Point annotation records
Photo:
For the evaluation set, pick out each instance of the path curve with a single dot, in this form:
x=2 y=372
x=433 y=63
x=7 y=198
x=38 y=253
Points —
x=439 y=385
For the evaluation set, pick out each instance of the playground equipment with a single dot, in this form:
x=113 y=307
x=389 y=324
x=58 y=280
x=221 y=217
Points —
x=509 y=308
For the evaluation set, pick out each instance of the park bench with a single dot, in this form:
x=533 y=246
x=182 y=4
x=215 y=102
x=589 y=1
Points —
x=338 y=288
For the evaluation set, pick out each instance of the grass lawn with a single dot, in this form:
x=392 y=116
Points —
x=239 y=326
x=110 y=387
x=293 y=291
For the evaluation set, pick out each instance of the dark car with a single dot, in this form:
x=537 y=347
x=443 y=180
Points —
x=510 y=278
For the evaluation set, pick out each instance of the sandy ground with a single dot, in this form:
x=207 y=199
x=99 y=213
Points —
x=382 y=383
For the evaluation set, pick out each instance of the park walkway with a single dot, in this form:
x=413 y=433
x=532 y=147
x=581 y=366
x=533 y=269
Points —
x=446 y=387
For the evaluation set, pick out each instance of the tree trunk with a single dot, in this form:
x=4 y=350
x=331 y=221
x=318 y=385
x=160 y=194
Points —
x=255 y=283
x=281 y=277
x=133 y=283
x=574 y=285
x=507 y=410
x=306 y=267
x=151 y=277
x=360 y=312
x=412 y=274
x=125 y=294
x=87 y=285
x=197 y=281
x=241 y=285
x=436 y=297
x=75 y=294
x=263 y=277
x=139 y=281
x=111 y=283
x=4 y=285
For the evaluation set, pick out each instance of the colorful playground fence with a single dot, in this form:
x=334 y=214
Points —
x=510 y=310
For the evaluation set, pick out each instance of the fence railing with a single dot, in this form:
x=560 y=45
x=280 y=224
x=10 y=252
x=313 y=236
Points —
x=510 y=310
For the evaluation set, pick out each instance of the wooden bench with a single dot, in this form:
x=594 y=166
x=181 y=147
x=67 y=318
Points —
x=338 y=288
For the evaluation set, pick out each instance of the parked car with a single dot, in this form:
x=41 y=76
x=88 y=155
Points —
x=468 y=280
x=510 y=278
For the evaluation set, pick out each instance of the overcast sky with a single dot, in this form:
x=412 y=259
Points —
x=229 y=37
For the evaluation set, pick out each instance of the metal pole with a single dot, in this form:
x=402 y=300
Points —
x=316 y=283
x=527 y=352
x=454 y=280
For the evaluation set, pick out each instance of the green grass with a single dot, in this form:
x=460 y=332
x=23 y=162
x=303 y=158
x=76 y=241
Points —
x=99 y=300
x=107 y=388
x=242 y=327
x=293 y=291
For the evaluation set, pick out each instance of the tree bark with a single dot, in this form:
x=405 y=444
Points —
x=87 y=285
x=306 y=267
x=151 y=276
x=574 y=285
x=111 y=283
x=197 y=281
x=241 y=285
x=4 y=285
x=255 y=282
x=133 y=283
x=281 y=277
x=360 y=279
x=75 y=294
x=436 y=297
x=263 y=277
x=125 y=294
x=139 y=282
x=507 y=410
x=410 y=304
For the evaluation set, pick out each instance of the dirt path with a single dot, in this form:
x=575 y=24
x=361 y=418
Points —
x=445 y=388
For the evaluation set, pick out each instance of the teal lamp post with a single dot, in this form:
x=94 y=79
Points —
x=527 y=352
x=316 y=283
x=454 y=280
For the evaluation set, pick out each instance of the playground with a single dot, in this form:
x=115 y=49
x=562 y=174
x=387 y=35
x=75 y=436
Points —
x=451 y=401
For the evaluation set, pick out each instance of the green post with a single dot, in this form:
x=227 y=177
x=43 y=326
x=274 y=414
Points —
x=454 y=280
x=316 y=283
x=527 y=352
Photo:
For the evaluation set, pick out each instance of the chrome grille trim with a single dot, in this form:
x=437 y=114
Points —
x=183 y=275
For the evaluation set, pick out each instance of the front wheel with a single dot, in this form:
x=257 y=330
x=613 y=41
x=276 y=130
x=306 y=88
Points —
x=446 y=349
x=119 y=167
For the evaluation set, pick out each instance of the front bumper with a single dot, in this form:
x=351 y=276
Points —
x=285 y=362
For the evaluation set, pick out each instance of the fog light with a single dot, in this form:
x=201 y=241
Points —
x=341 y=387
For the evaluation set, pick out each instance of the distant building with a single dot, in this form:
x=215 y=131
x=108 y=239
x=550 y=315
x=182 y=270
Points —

## Exercise aim
In the records above, return only the line that contains "the front wheel" and every line after it through the last, exactly as they appear.

## Finished answer
For the evaluation set, pick out each instance of the front wheel with a single dot, in this form:
x=257 y=330
x=613 y=41
x=276 y=130
x=306 y=88
Points —
x=446 y=349
x=119 y=167
For the evaluation set, pick out each instance of the front bumper with a single dot, in this form:
x=351 y=276
Points —
x=285 y=362
For the evaluation set, pick out each instance of the fog light with a single dot, in this form:
x=201 y=241
Points —
x=341 y=387
For the evaluation set, pick out each instance of the distant building with a single dot, in this form:
x=215 y=131
x=108 y=239
x=550 y=315
x=182 y=270
Points —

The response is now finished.